**Problem description:** From the line containing "Could you please point to the green" down to the last line of the data, output each line word for word and include nothing else.

□ □ □ □ □

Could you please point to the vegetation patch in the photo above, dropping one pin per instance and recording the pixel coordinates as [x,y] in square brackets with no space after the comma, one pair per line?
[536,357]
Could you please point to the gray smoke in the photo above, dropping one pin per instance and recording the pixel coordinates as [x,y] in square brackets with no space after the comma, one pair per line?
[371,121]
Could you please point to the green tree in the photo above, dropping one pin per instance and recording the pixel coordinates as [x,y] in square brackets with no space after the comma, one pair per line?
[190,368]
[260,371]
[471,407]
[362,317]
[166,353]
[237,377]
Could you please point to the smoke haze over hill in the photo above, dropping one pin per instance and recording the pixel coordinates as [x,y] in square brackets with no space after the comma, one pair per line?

□ □ □ □ □

**Output:**
Could you please point to the green tree in the photo above, dropping one pin per instance and recording the pixel coordinates as [x,y] in square brackets with no space after the comma, one pair per line?
[190,368]
[260,371]
[471,407]
[362,317]
[166,353]
[237,377]
Could you please point to the smoke haze over hill in the photo above, dropping one pin per instance and recording the pixel coordinates as [x,y] in square brackets with no space after the comma, one pair per line?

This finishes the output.